§ **Reading passage**:
Germany Awards Military Cross of Courage

Many Germans prefer to think of their army, the Bundeswehr, as a defensive army that shuns combat. The position is hard to reconcile with a new military award that honors exceptionally courageous action in the field.

For the first time since World War II, Germany has officially honored the courage of its soldiers with a newly minted medal. On Monday, Chancellor Angela Merkel and Defense Minister Franz Josef Jung (both of the Christian Democratic Union) presented the award to four Bundeswehr sergeants who risked their lives to help wounded soldiers and children during a suicide attack in Afghanistan.

http://www.spiegel.de/img/0,1020,1578678,00.jpg
The soldier as hero: a notion many Germans are not comfortable with. (photo: AP)

The medal -- a small golden cross that hangs on a black, red and yellow ribbon decorated with oak leaves -- has been the source of much controversy. While some see it as a long overdue means to honor outstanding military service and an expression of "positive patriotism," others warn of a revival of German militarism.

Jung justified the creation of a "cross of honor for bravery," which President Köhler agreed to in October of last year, with the heightened level of danger that Bundeswehr soldiers are exposed to abroad. The medal is the fifth and highest distinction in the Bundeswehr. According to the decree that created it, the new cross honors "exceptionally courageous deeds" that go beyond what is expected "within the framework of the performance of duty."

§ **Exercise set**:
- a) According to the article on Germany's Military Cross of Courage, how many soldiers received the medal from Merkel and Jung on Monday?
- b) Extend the article on Germany's Military Cross of Courage with a few more paragraphs, starting right after its last sentence.
The data on this page is not needed for this exercise.

§ **Records**:

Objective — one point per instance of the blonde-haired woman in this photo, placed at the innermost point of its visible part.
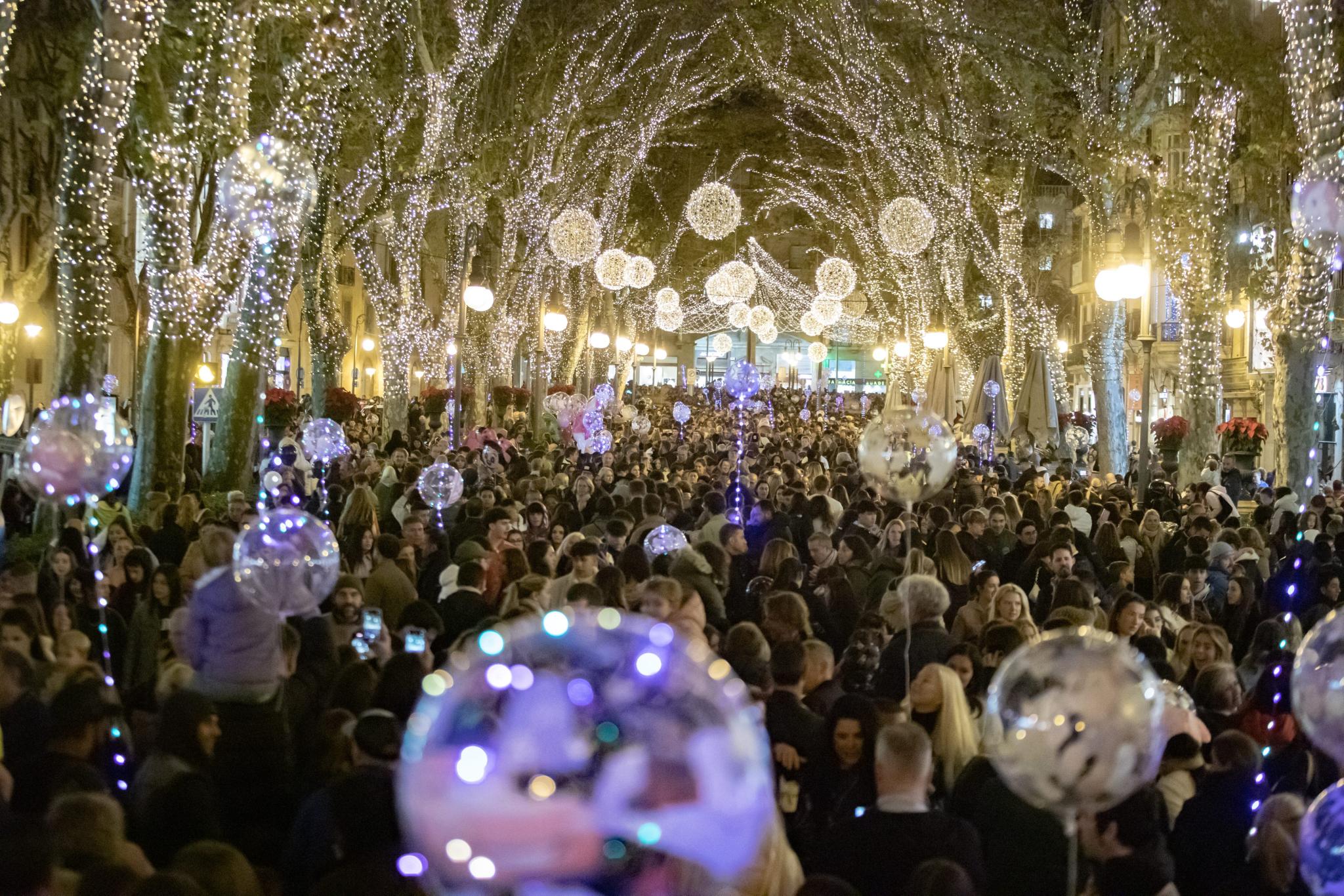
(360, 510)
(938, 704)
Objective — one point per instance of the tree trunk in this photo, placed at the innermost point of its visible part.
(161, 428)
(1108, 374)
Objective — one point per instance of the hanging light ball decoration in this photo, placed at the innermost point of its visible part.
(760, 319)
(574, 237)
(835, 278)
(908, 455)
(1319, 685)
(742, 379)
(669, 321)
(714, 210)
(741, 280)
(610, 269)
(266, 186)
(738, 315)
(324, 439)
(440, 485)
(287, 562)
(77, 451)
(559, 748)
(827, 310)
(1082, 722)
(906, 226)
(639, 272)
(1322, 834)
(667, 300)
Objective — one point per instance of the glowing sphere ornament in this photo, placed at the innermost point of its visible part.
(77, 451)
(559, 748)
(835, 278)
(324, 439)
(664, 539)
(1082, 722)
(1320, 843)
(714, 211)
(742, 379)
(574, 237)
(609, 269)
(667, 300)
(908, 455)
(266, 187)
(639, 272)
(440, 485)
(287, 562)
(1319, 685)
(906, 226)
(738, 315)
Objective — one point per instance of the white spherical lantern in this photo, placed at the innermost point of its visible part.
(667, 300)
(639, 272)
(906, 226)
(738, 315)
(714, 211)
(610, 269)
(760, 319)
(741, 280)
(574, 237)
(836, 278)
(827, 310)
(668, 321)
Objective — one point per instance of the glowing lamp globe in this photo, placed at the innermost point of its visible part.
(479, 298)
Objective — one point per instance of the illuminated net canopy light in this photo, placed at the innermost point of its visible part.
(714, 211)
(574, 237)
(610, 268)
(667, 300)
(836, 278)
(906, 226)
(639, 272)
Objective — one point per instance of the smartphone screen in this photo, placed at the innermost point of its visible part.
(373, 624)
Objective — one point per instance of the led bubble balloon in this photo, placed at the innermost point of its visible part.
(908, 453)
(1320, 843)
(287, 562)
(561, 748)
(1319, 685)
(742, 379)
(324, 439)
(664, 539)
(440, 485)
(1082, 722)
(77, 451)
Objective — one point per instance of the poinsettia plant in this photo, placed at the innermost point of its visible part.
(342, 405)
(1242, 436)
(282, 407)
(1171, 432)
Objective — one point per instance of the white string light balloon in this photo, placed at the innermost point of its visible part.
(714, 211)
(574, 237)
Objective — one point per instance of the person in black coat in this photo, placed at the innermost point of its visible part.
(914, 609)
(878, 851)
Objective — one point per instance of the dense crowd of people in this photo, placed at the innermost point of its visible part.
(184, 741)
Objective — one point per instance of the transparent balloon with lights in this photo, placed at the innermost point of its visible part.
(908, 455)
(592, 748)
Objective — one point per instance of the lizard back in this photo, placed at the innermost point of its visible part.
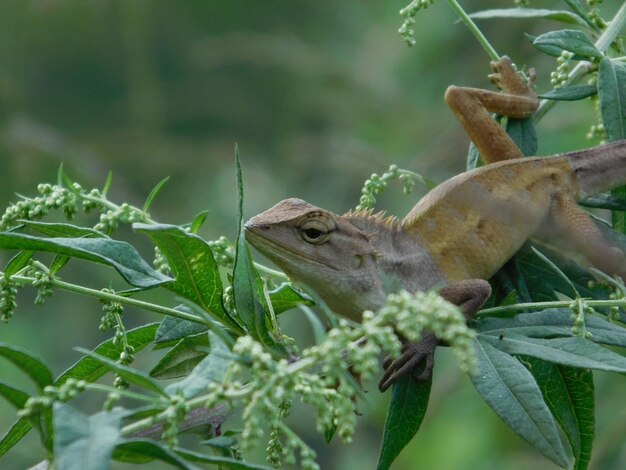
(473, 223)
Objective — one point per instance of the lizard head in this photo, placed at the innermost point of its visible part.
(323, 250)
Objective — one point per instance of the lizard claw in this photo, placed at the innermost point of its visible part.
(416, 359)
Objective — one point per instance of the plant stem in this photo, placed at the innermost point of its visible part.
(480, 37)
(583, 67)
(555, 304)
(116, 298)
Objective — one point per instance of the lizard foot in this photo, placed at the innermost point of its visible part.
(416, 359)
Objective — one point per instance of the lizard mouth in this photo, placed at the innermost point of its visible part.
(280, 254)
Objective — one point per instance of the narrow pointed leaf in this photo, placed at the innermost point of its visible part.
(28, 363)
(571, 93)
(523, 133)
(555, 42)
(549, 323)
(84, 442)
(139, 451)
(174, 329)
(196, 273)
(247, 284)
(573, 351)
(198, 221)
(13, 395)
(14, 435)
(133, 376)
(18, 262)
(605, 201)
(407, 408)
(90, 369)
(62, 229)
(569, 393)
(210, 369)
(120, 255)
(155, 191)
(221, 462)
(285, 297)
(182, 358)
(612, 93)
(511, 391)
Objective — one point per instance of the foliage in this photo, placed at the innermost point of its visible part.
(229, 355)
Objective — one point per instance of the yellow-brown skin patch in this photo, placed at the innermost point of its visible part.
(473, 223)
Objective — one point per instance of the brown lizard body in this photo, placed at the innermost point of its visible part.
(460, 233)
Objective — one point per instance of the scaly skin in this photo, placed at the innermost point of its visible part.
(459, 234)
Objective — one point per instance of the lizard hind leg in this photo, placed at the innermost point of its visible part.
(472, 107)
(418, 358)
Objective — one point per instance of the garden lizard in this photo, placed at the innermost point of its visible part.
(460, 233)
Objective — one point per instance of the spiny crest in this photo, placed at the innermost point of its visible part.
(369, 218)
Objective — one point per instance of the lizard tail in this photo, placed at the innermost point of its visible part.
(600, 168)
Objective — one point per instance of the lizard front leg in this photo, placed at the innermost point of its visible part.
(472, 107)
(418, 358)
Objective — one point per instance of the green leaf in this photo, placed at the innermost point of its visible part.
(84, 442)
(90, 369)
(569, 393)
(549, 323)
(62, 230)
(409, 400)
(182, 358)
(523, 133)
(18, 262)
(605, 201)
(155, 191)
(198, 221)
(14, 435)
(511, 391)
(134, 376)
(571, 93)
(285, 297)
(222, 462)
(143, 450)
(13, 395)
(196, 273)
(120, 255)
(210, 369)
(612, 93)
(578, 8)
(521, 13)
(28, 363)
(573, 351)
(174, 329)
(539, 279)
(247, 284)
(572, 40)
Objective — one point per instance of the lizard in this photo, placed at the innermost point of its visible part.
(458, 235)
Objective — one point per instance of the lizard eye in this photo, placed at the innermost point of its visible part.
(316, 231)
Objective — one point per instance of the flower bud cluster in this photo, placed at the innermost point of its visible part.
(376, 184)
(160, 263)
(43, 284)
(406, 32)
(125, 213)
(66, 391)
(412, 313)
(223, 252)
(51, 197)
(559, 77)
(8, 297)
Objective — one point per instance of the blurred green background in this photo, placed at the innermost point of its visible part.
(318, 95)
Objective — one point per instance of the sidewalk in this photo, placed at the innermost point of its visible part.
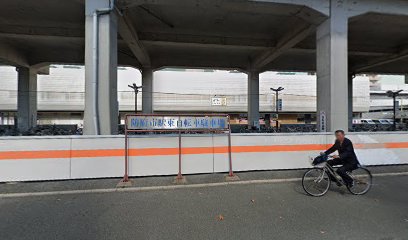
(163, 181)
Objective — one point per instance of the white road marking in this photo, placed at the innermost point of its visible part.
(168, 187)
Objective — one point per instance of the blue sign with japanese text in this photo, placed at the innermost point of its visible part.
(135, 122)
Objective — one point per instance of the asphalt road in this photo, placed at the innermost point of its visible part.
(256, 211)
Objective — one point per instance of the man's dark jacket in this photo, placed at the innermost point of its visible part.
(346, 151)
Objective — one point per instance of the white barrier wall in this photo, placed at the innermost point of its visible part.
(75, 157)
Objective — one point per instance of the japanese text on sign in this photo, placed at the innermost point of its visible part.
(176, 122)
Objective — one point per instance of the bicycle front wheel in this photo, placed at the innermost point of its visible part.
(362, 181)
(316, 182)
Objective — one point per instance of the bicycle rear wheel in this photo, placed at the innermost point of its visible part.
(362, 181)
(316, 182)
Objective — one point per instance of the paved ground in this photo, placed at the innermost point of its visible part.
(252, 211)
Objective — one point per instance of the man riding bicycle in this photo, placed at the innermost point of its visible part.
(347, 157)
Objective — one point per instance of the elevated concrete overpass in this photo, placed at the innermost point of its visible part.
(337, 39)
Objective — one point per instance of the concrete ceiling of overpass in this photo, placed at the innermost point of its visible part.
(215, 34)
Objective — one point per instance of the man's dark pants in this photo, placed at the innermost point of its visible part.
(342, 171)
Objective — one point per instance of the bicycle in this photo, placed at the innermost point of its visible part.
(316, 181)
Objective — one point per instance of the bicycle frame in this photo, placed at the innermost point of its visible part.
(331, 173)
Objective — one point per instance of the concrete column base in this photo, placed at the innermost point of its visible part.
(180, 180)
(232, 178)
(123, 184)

---

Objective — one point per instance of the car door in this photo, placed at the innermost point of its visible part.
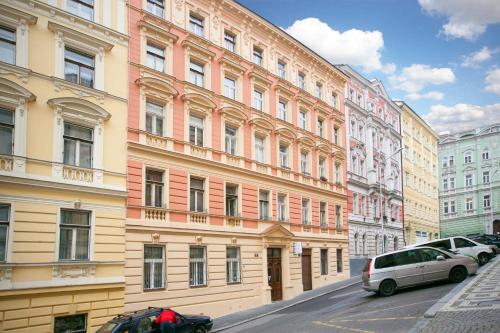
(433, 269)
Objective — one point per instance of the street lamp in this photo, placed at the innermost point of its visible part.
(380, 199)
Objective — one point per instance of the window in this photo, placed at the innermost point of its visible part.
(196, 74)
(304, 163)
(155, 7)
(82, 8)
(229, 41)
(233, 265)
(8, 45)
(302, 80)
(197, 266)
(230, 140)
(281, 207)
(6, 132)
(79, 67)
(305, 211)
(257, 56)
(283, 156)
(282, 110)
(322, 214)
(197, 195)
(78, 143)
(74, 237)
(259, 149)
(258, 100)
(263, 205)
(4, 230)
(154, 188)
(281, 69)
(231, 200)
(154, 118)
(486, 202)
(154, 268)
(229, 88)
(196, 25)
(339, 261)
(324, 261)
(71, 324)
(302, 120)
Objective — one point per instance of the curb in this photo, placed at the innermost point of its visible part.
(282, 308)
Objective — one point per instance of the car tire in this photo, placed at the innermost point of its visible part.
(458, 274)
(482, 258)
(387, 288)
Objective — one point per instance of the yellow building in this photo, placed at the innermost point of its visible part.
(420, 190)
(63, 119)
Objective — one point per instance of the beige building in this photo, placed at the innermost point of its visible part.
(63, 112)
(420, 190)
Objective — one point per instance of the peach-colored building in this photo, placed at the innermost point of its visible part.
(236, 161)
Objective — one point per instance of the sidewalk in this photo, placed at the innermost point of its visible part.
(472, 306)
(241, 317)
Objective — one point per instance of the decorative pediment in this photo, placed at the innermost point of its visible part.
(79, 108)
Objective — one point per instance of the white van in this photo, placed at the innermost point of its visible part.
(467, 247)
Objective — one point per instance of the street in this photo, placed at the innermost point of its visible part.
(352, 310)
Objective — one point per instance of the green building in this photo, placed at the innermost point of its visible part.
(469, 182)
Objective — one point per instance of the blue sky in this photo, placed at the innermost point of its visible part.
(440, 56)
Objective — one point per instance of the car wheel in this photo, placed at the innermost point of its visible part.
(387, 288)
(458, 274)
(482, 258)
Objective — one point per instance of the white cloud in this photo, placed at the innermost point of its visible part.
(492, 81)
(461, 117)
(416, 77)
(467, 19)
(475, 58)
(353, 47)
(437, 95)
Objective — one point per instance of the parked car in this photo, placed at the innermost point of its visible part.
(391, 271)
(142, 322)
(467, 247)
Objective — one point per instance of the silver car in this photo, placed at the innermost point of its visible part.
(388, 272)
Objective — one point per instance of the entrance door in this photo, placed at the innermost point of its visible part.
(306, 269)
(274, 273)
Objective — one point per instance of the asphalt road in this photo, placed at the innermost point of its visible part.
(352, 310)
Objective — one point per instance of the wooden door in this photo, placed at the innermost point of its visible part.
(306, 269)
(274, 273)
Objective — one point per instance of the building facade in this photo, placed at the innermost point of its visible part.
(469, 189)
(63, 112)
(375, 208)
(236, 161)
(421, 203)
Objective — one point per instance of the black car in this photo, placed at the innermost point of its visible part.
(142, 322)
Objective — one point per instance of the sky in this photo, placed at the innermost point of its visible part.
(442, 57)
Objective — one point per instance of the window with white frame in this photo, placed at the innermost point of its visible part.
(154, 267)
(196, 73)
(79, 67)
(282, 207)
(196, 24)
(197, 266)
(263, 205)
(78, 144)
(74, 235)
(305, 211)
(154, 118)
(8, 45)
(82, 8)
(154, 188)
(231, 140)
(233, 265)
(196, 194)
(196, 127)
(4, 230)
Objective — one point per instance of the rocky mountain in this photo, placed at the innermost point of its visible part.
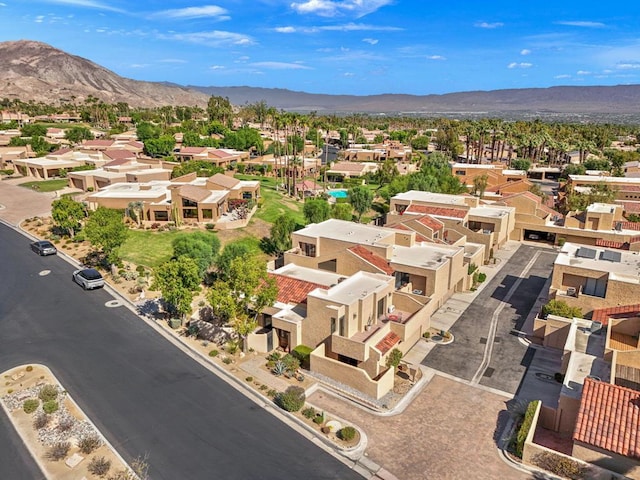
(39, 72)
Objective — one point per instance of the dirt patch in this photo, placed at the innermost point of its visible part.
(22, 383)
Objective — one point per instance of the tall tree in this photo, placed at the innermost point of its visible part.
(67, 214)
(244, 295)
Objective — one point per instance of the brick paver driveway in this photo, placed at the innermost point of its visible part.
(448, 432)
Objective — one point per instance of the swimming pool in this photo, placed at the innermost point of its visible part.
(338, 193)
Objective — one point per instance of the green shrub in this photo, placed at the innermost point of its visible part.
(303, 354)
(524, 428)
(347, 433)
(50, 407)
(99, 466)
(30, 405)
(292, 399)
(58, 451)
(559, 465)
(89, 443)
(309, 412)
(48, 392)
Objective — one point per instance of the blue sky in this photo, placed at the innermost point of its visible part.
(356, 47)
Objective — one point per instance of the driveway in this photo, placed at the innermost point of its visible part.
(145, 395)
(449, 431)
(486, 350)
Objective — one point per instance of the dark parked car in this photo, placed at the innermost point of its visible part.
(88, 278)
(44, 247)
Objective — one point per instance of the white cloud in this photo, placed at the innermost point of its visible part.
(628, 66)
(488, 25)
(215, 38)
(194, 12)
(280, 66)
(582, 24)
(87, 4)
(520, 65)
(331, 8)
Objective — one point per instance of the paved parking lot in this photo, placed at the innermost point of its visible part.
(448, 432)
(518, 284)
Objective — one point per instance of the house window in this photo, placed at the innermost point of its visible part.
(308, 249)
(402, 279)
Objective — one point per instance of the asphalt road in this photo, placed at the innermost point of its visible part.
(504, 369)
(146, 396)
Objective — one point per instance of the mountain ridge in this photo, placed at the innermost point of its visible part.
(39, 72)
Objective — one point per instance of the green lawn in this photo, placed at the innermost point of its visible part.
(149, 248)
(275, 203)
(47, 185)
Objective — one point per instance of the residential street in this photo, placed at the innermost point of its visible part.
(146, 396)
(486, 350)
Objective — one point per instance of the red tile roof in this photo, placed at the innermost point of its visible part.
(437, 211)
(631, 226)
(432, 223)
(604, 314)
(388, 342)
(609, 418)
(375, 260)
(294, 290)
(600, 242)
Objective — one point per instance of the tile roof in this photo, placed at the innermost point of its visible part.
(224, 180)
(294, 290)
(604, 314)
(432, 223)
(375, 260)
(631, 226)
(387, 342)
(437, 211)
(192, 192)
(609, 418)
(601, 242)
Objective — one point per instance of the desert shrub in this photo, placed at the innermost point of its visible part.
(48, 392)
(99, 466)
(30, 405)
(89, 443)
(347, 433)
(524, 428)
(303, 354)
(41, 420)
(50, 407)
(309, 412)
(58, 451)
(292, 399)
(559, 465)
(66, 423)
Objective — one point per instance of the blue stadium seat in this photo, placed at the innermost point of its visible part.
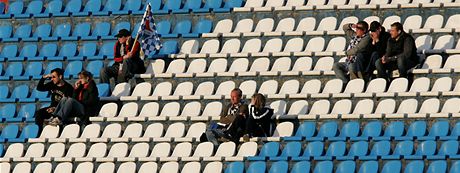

§ **Answers below**:
- a) Four Bundeswehr sergeants received it.

- b)
http://www.spiegel.de/img/0,1020,1323753,00.jpg
The "Cross of Honor for Bravery." (photo: DPA)

While the four other Bundeswehr distinctions are awarded to soldiers who have served more than four months abroad and demonstrated loyal service or fulfilled their duty in an exemplary way, the new award insists on extraordinary accomplishment.

For the 130 years leading up to 1945, exceptional courage in German military service was honored with the Iron Cross. The medal was abolished at the end of World War II, during which it was awarded roughly 2.6 million times -- 2.3 million Second Class Iron Crosses and 300,000 Frist Class Iron Crosses. For many, that medal has come to symbolise the atrocities of the Third Reich.

Last March, the chairman of the Bundeswehr's reserves, Reinhard Beck, proposed reinstating the Iron Cross, but the suggestion met loud opposition in parliament and among Jewish groups.

The four soldiers that were honored on Monday were witness to a suicide attack by Taliban militants on Oct. 20, 2008 southwest of Kunduz. Two German soldiers were killed and two wounded in the attack. Five Afghan children were killed, one injured. Although the German's armored vehicle was on fire and munitions were exploding, the four soldiers, aged 28 to 33, rushed to the scene to try to help.

At the presentation in the chancellery, Jung called the soldiers "models for their comrades in their dedication to justice and freedom." Merkel called the soldier's action "an incentive not only for their comrades, but for us all." She defended the creation of the new award, saying that Germany's soldiers deserve "more recognition" for their service.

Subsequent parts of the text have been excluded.